Page:
——————
Liban
Liban : Justice pour Michel Samaha
Ghaleb Kandil
Jeudi 19 février 2015
L’annonce par le
ministre de la Justice Achraf Rifi [1]
selon laquelle il serait en possession
d’informations concernant une tentative
d’assassinat du ministre incarcéré,
Michel Samaha, constitue un
rebondissement inattendu dans cette
affaire pleine de zones d’ombre et de
mystères [2].
En réponse, la
famille de M. Samaha a considéré que
cette annonce visait à faire pression
sur le Tribunal militaire pour
l’empêcher de consentir à sa libération
suite aux demandes réitérées des avocats
de la défense. Ceci en soulignant que la
protection de M. Samaha contre tout
risque potentiel relève, en effet,
théoriquement et en premier lieu de la
responsabilité de l’État libanais, qui
ne saurait se résoudre à prolonger sa
détention si l’on se réfère aux
allusions politiques du discours du
ministre de la Justice.
Premièrement :
D’un point de vue
juridique, l’Affaire Samaha semble
suspendue à la dissimulation du supposé
témoin, Milad Kfoury, empêchant sa
comparution devant le tribunal et, par
conséquent, sa confrontation avec M.
Samaha. C’est ce qui provoque la
rétention de preuves et d'informations,
rétention considérée par les avocats de
la défense comme un élément de
présomption imposant l’annexion de Milad
Kfoury au dossier, en tant que
défendeur, partenaire et complice.
Ceci, alors que
nombreux sont ceux qui pensent que M.
——————
Travail demandé: Traduisez en anglais cette phrase de l'article sur l'affaire Michel Samaha : « En réponse, la famille de M. Samaha a considéré que cette annonce visait à faire pression sur le Tribunal militaire pour l'empêcher de consentir à sa libération suite aux demandes réitérées des avocats de la défense. »
——————
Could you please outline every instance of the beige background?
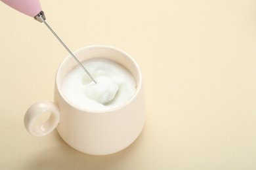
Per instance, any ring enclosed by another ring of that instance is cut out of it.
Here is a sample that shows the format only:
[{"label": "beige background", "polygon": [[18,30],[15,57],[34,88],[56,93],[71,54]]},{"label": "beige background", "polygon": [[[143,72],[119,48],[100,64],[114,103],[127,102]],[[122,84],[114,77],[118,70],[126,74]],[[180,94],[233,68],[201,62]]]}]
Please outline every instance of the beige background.
[{"label": "beige background", "polygon": [[95,156],[56,131],[30,135],[67,52],[43,24],[0,3],[1,169],[255,169],[256,1],[41,0],[72,50],[106,44],[144,75],[146,123],[118,153]]}]

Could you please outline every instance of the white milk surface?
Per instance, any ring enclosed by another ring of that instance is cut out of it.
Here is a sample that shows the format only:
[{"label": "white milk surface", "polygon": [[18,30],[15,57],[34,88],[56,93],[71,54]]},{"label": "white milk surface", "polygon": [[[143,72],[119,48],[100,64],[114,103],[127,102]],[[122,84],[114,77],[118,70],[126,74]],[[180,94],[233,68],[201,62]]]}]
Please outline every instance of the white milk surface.
[{"label": "white milk surface", "polygon": [[[68,73],[62,91],[73,105],[91,110],[108,110],[125,103],[135,93],[134,77],[120,64],[104,58],[82,63],[97,84],[78,65]],[[105,102],[106,99],[110,101]]]}]

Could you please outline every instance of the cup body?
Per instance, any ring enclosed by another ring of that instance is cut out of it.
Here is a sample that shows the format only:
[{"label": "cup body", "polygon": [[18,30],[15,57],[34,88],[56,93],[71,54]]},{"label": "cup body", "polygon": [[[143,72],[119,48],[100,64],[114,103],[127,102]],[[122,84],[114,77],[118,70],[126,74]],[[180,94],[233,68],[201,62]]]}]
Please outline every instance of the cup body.
[{"label": "cup body", "polygon": [[57,131],[74,148],[90,154],[105,155],[130,145],[139,135],[144,124],[145,110],[141,71],[135,61],[125,52],[106,46],[92,46],[74,52],[83,61],[94,58],[113,60],[133,75],[135,94],[125,103],[106,110],[85,110],[74,105],[62,92],[65,75],[77,65],[69,56],[60,64],[56,75],[54,101],[60,116]]}]

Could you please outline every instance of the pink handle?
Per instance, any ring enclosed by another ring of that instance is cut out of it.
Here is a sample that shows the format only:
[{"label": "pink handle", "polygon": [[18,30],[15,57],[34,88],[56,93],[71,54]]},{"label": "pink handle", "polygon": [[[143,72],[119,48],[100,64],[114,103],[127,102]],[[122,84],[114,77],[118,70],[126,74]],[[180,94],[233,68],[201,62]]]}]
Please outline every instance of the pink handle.
[{"label": "pink handle", "polygon": [[32,17],[39,13],[41,8],[39,0],[0,0],[11,7]]}]

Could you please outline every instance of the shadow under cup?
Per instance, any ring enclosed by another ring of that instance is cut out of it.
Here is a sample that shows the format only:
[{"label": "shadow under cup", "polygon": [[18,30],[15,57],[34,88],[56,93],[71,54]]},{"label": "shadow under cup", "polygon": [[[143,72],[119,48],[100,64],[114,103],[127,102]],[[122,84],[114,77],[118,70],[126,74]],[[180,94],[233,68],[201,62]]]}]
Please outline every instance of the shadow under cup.
[{"label": "shadow under cup", "polygon": [[87,154],[105,155],[121,150],[138,137],[144,124],[141,71],[131,56],[113,47],[89,46],[75,51],[74,54],[81,61],[103,58],[121,64],[133,75],[136,92],[126,103],[109,110],[87,110],[75,106],[62,92],[64,78],[77,65],[69,56],[56,75],[54,100],[60,114],[57,131],[69,145]]}]

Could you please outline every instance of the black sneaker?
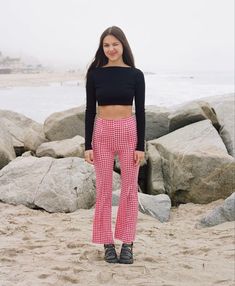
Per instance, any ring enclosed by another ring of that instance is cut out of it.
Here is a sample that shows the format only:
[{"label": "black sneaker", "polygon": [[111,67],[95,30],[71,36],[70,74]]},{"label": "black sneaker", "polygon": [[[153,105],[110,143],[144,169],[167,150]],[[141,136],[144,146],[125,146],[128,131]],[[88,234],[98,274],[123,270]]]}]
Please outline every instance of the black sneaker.
[{"label": "black sneaker", "polygon": [[119,263],[132,264],[133,263],[133,242],[123,243],[119,257]]},{"label": "black sneaker", "polygon": [[115,245],[111,243],[104,244],[104,249],[105,249],[104,260],[109,263],[117,263],[118,257],[115,250]]}]

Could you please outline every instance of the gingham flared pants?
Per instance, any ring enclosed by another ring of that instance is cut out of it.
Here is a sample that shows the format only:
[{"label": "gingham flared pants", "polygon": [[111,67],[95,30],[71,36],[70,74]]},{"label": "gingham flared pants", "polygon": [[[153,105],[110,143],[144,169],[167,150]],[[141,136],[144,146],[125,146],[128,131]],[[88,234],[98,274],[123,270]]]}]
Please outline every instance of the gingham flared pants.
[{"label": "gingham flared pants", "polygon": [[[96,204],[93,216],[92,242],[124,243],[135,240],[138,217],[138,174],[134,151],[137,144],[136,117],[103,119],[96,117],[92,136],[96,173]],[[121,169],[121,194],[112,232],[112,184],[114,155],[117,153]]]}]

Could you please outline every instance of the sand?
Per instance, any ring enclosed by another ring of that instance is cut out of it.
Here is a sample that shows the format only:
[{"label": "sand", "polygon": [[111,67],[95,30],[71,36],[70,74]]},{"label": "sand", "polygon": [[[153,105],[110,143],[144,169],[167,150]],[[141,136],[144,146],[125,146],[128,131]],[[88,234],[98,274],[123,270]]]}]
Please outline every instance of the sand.
[{"label": "sand", "polygon": [[132,265],[103,260],[103,245],[91,242],[94,209],[50,214],[0,203],[0,285],[232,286],[234,222],[195,228],[222,202],[172,208],[167,223],[139,212]]}]

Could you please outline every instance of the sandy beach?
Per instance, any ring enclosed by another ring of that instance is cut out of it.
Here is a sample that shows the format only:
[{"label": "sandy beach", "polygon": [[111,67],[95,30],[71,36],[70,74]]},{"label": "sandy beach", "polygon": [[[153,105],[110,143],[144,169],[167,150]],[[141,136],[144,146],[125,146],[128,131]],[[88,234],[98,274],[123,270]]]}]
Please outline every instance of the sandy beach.
[{"label": "sandy beach", "polygon": [[195,227],[222,202],[174,207],[167,223],[139,212],[132,265],[105,262],[103,245],[91,243],[94,209],[50,214],[0,203],[0,285],[232,286],[234,222]]}]

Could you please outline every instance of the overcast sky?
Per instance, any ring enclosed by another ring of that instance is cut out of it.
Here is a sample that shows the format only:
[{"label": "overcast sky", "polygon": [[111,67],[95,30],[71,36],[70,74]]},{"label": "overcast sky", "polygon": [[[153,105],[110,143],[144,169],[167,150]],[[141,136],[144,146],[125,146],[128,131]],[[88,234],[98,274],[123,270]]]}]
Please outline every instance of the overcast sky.
[{"label": "overcast sky", "polygon": [[234,68],[234,0],[0,0],[0,51],[85,69],[112,25],[144,70]]}]

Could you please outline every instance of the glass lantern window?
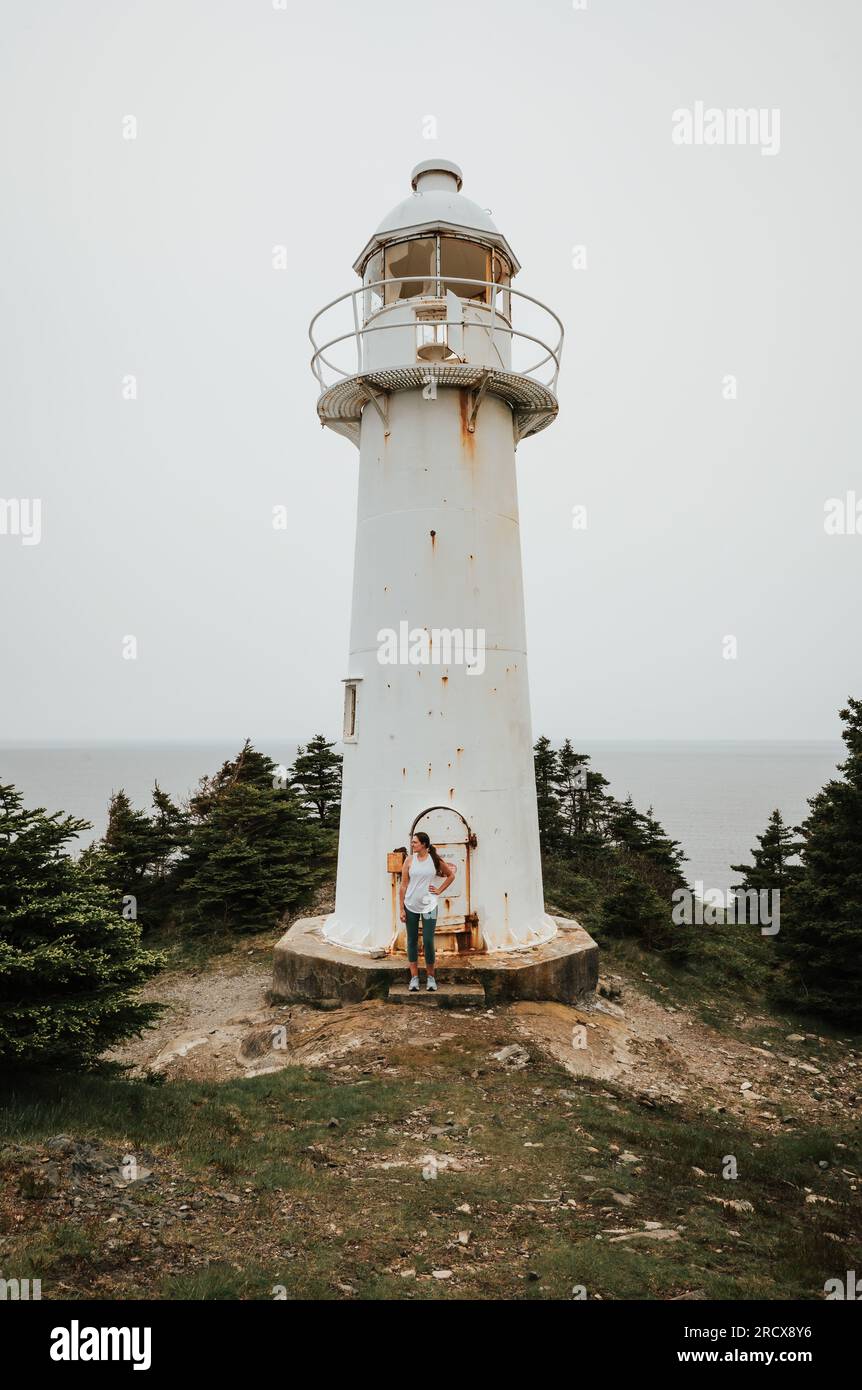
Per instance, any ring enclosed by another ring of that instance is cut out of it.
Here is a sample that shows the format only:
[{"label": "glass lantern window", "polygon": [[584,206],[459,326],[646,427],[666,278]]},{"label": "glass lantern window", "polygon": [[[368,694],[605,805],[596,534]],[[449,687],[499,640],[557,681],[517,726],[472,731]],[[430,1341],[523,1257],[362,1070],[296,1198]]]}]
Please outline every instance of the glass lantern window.
[{"label": "glass lantern window", "polygon": [[[420,236],[412,242],[398,242],[387,246],[387,304],[398,299],[414,299],[417,295],[437,293],[437,238]],[[402,275],[418,275],[421,279],[405,279]]]},{"label": "glass lantern window", "polygon": [[[489,291],[485,285],[471,285],[471,279],[491,279],[491,253],[475,242],[460,236],[441,236],[439,270],[444,279],[444,293],[452,291],[459,299],[488,303]],[[459,277],[463,277],[459,279]]]},{"label": "glass lantern window", "polygon": [[375,314],[378,309],[384,304],[384,286],[378,284],[384,278],[384,253],[375,252],[368,264],[366,265],[366,274],[363,282],[366,285],[374,285],[374,289],[366,289],[364,293],[364,317],[370,318]]}]

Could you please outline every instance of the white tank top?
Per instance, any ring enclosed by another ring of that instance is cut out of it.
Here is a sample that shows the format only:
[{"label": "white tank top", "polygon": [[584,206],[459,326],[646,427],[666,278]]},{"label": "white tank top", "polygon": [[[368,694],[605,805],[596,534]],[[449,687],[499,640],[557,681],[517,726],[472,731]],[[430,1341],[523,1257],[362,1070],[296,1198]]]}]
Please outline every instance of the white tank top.
[{"label": "white tank top", "polygon": [[431,880],[437,877],[437,869],[434,867],[434,859],[431,855],[425,855],[420,859],[418,855],[413,855],[410,863],[410,880],[407,883],[407,891],[405,894],[405,908],[410,912],[423,910],[423,898],[431,887]]}]

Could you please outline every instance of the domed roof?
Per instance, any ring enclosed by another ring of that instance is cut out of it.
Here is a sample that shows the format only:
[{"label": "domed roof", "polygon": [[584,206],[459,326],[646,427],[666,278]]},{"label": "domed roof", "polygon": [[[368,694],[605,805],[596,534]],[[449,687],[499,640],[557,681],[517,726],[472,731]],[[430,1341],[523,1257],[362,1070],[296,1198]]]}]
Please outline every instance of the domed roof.
[{"label": "domed roof", "polygon": [[417,164],[410,175],[413,193],[387,213],[374,236],[355,260],[353,270],[361,275],[368,256],[378,246],[400,240],[410,232],[418,235],[424,231],[455,231],[475,232],[477,239],[498,246],[512,261],[512,272],[517,272],[520,264],[506,238],[478,203],[464,197],[460,192],[462,182],[462,171],[449,160],[425,160]]}]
——————
Solution proposée: In response, Mr. Samaha's family took the view that this announcement was aimed at putting pressure on the Military Court to prevent it from agreeing to his release, following the repeated requests of the defense lawyers.